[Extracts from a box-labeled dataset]
◇ ◇ ◇ ◇ ◇

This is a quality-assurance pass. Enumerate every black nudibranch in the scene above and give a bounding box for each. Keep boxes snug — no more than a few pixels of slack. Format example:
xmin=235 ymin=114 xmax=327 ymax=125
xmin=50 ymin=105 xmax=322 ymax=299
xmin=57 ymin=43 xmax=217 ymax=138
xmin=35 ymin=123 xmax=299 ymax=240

◇ ◇ ◇ ◇ ◇

#### [Your objective]
Present every line of the items above as a JSON list of strings, with one string per line and blank lines left out.

#### [Exercise answer]
[
  "This is a quality-assurance pass. Enumerate every black nudibranch in the scene above and give a bounding box for each. Keep boxes snug — no more than a few pixels of slack. Format example:",
  "xmin=235 ymin=114 xmax=327 ymax=125",
  "xmin=50 ymin=105 xmax=322 ymax=299",
  "xmin=57 ymin=43 xmax=217 ymax=138",
  "xmin=35 ymin=123 xmax=299 ymax=240"
]